Each of the records below must be reproduced verbatim.

*** Opening of Listed records ***

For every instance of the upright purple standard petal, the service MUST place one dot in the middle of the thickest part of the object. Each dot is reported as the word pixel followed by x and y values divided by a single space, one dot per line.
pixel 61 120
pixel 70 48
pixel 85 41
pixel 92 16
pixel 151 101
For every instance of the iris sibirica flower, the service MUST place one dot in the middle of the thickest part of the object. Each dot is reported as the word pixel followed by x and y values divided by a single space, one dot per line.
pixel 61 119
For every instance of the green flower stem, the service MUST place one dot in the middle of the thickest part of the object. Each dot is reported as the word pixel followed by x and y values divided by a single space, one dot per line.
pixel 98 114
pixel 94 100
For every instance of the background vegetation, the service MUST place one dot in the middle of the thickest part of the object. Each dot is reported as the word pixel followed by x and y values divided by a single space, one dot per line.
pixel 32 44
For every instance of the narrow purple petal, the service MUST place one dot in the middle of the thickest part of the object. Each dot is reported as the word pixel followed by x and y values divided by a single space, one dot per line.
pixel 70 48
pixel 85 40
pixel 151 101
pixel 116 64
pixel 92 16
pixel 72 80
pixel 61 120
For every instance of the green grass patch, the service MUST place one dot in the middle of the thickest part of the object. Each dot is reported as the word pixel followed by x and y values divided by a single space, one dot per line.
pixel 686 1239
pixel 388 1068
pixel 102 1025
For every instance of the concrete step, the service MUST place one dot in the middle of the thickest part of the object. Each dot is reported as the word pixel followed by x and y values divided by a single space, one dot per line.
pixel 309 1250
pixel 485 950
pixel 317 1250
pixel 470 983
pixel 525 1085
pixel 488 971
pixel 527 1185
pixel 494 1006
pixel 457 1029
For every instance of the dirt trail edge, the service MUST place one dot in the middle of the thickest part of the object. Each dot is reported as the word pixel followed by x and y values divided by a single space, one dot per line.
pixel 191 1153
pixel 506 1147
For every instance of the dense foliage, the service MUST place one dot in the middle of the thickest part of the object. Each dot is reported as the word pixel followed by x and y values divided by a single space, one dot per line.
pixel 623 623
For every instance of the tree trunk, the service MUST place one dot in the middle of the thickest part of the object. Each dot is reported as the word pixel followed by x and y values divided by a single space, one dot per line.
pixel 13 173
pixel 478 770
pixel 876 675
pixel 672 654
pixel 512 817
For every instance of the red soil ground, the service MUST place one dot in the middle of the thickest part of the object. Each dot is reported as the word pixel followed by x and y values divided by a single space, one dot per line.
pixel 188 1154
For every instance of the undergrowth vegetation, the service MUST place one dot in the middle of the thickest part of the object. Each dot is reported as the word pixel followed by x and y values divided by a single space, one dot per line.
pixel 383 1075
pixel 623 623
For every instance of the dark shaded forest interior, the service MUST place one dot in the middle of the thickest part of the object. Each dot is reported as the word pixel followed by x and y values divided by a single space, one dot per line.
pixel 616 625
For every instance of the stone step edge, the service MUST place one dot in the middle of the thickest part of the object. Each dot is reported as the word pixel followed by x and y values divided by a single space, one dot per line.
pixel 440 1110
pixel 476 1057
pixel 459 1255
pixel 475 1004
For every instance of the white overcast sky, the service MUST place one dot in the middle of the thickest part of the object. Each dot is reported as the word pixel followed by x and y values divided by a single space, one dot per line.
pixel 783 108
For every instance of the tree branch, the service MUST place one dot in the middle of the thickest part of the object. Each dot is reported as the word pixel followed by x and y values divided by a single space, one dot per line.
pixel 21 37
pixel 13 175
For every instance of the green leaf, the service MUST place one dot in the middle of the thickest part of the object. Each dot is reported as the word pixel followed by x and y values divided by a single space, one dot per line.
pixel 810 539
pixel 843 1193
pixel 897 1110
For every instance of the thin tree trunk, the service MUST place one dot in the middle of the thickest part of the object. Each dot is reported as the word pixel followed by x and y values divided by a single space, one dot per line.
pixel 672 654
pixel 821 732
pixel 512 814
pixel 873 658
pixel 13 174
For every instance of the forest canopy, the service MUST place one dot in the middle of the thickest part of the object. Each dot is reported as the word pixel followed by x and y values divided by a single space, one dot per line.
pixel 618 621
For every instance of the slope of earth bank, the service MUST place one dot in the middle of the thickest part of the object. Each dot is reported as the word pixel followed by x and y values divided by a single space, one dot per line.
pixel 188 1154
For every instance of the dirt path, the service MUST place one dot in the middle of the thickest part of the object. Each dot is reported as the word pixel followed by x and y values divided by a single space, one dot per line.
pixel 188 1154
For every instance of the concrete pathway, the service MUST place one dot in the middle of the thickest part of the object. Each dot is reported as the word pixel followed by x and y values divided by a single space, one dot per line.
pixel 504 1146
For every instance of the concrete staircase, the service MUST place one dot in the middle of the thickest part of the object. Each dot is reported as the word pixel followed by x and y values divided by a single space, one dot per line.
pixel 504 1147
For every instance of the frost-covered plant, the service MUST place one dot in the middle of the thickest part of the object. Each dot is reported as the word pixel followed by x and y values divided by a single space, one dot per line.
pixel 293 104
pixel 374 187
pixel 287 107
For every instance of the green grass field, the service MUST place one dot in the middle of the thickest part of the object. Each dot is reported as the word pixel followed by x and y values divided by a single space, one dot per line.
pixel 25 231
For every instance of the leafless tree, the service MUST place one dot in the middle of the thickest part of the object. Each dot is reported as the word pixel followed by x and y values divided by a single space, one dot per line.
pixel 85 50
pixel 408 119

*** Close of Listed records ***

# Solution below
For every instance of the upright purple standard petal, the service MUST place one dot in the middle of the thickest part of the object. Each dot is reported as the word pixel followed by x and y values divided by a single space, one dot per line.
pixel 61 120
pixel 70 48
pixel 85 41
pixel 92 16
pixel 151 101
For every instance of the iris sibirica flower, the service MUST place one dot in the middle of the thickest part of the object. Each dot is reported as the word pixel followed by x and y values divided by a single space, one dot per line.
pixel 61 119
For every instance of the green flower stem, the service MUST place one dot in the middle of the thickest part of the object. Each dot is reported as the word pixel followed by x and y values divided by a single space, one dot per line.
pixel 98 114
pixel 94 100
For every instance of the background vegetation, the service MUST place one dot in the middle of the thickest part of the object. Each dot is reported as the word pixel followed by x and y values divided by a single space, one dot per line.
pixel 32 44
For every instance of the narrow purple petal, the service MUST place one dot in the middle of the thickest part of the object. Each dot is reported as the word pixel followed by x and y values divided by a single space, one dot per line.
pixel 70 48
pixel 85 40
pixel 151 101
pixel 116 64
pixel 92 16
pixel 72 80
pixel 61 120
For every instance of the green grass patch, the service MUST place one dot in the middle of the thickest part of the object. Each dot is reported as the word pixel followed by x and y values divided by a single space, one dot per line.
pixel 686 1239
pixel 388 1068
pixel 102 1025
For every instance of the concrete step, the service MUST place one dot in the middle of the thickest part of the object. Each dot is reported as the word pixel followed by x and y values divided by a single space, one dot per line.
pixel 309 1250
pixel 485 950
pixel 317 1250
pixel 470 983
pixel 525 1085
pixel 488 971
pixel 527 1185
pixel 494 1006
pixel 457 1029
For every instance of the dirt trail edge, the service MUST place one dot in the middle of the thickest part of the object. Each dot is reported as the word pixel followed by x and y values divided by a single space, one dot per line.
pixel 191 1153
pixel 506 1147
For every instance of the dense foliage, the service MUST place one dot in the middle of the thickest part of the object. Each dot is reported as the word pixel followed by x and y values divided by a single space, one dot per line.
pixel 623 623
For every instance of the tree trunk, the service MUST place one dot in the middle of the thickest part of the object. Each dot is reported as the word pixel followed by x and y values divided by a single space, one dot per line.
pixel 13 173
pixel 478 770
pixel 876 675
pixel 672 654
pixel 512 817
For every instance of the red soil ground, the service MUST place one dot in the middle of the thickest part of the object. Each dot is reported as the word pixel followed by x and y values divided by a single space, one dot per line.
pixel 188 1154
For every instance of the undergrowth vegetation, the service MUST place one dot in the middle of the thickest part of the object. Each dot is reported as the word pixel followed by x and y values divided by a single space, one dot per line.
pixel 383 1075
pixel 623 623
For every instance of the dark shaded forest interior, the service MUST place one dot in the middle of the thickest part of the object. Each dot is reported as the word pixel followed by x and y values divided by a single space, one dot per line.
pixel 616 625
For every instance of the stone step edge, the service MUST place one dot in the middle of the thickest part of the object. Each dot is reported as the word pixel followed by x and y values divided by a single space, one dot per line.
pixel 440 1110
pixel 476 1057
pixel 459 1255
pixel 475 1004
For every instance of the white overcast sky, the service MUST place one dot in the middle of the thickest part of the object. Each dot is reported as the word pixel followed by x and y values divided by a single space, one dot per line.
pixel 783 108
For every instance of the tree branch, the service MUST place one dot in the middle of the thickest part of the object. Each dot is reported as the word pixel followed by x and y values divided by a single space, one dot per line.
pixel 21 37
pixel 13 175
For every instance of the green leaf, the service MUST place one dot in the middle of the thickest part of the object. Each dot is reported as the word pixel followed by x and y values divided by a single space, one dot per line.
pixel 810 539
pixel 843 1193
pixel 897 1110
For every instance of the thin tree trunk, the service MUST place one dot in the middle of the thickest part of the object. Each dot is reported as the word pixel followed by x and y values divided by a single space, one dot per line.
pixel 672 654
pixel 821 732
pixel 512 814
pixel 873 658
pixel 13 174
For every instance of the forest canopy, the service MUST place one dot in the middle of the thickest part of the object. Each dot is reported as the word pixel followed by x and y values divided by a single space, one dot per line.
pixel 618 621
For every instance of the slope of earth bank, the service MUST place one dot in the middle of the thickest part of the object. Each dot is reported as the word pixel followed by x and y values divided by a single space, one dot per line.
pixel 188 1154
For every instance of the dirt path, the service MUST place one dot in the middle of the thickest part of the object. Each dot is reported as the word pixel followed by x and y values divided by a single space, one dot per line.
pixel 188 1154
For every instance of the concrete pathway, the service MUST place one dot in the middle of the thickest part of the object. Each dot is reported as the word pixel followed by x and y values divided by a single space, one dot per line.
pixel 504 1146
For every instance of the concrete staircase, the service MUST place one dot in the middle of the thickest part of the object. Each dot is reported as the word pixel followed by x and y values divided by a single space, one dot per line.
pixel 504 1147
For every instance of the frost-covered plant, the service MUST place one dot in the middle of the thickest part of the object. Each dot is reported as the word pixel followed by x and y values divided by a single space, one dot per line.
pixel 293 104
pixel 374 187
pixel 287 107
For every instance of the green grass field, the service MUST place one dot in the middle of the thickest part of the object. Each dot is reported as the word pixel followed by x and y values divided by a single space, one dot per line.
pixel 25 231
For every instance of the leafless tree, the service MUST place one dot in the middle of the thickest part of the object. Each dot is reported as the word pixel followed by x and y values divided by a single space, one dot per line.
pixel 85 50
pixel 408 119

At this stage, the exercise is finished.